━━━━━ DOCUMENT SOURCE ━━━━━

Axelle Lemaire : "C’est la gauche qui a développé l’entrepreneuriat en France"

Par Sylvain Rolland  |   |  2435  mots
Axelle Lemaire, secrétaire d'Etat au Numérique et à l'Innovation.
La Tribune a rencontré la secrétaire d’Etat au Numérique et à l’Innovation en marge du CES de Las Vegas. Axelle Lemaire réagit sur le bilan du quinquennat dans l’innovation, s’exprime sur ses regrets, parle de ses derniers projets (un "chèque de transition numérique" pour les PME, la création d’un réseau national de médiation numérique) et de ses ambitions pour l’après-Hollande. Entretien exclusif.

LA TRIBUNE - Au CES de Las Vegas, vous avez beaucoup insisté, avec le ministre de l'Economie Michel Sapin, sur les mesures du gouvernement concernant l'innovation. La présence record de startups françaises au CES cette année, c'est votre bilan ?

AXELLE LEMAIRE - D'autres feront le bilan du quinquennat sur le numérique mieux que moi, mais je suis très positive. Comme je ne veux pas avoir l'air de nous jeter des fleurs, je vais me fier aux chiffres. Avec 275 entreprises au CES, dont 178 startups, la France est de loin la première présence européenne, la troisième mondiale derrière les Etats-Unis et la Chine. C'est très révélateur d'un fort dynamisme. En 2016, le montant investi dans les startups françaises atteint presque 1,7 milliard d'euros. Aujourd'hui, la France talonne le Royaume-Uni, la différence n'est que de 7% alors que le fossé dépassait les 50% il y a quelques années. C'est spectaculaire et ce n'est pas par hasard. Quand j'ai pris mes fonctions, en 2014, on ne cessait de parler de la fameuse « vallée de la mort », c'est-à-dire le moment où les jeunes startups, après s'être lancées, n'arrivaient pas à trouver des fonds pour se développer, ce qui poussait les entrepreneurs à quitter la France. Aujourd'hui, ce n'est plus un problème.

━━━━━ ENTRÉES FOURNIES ━━━━━

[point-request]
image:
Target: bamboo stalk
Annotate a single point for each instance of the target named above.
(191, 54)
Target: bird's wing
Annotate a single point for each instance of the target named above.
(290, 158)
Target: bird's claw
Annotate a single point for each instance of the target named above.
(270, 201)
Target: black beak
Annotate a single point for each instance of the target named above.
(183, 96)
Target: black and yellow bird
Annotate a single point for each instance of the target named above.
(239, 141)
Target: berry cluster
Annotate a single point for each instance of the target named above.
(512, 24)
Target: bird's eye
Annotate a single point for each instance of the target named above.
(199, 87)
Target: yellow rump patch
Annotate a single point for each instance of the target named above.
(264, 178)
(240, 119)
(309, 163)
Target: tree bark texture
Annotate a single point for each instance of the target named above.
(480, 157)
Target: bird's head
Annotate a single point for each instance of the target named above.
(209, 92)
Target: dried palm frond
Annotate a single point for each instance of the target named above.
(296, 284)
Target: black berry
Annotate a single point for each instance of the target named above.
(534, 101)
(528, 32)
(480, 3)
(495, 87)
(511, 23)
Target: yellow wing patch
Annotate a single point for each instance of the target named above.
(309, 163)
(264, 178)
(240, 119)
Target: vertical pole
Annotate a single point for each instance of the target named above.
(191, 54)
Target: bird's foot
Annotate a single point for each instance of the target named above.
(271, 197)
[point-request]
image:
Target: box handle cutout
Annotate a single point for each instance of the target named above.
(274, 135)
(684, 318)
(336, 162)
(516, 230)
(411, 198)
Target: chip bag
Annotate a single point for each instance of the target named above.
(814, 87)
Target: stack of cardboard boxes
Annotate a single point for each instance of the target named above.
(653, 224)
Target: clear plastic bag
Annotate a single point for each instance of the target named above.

━━━━━

ÉNONCÉ> Recopiez mot pour mot le passage de l'entretien qui s'ouvre sur les mots contenant « La Tribune a » et se termine par « l’après-Hollande. Entretien exclusif. ». Le matériel fourni est sans lien avec l'entretien.

RÉSULTAT>
La Tribune a rencontré la secrétaire d’Etat au Numérique et à l’Innovation en marge du CES de Las Vegas. Axelle Lemaire réagit sur le bilan du quinquennat dans l’innovation, s’exprime sur ses regrets, parle de ses derniers projets (un "chèque de transition numérique" pour les PME, la création d’un réseau national de médiation numérique) et de ses ambitions pour l’après-Hollande. Entretien exclusif.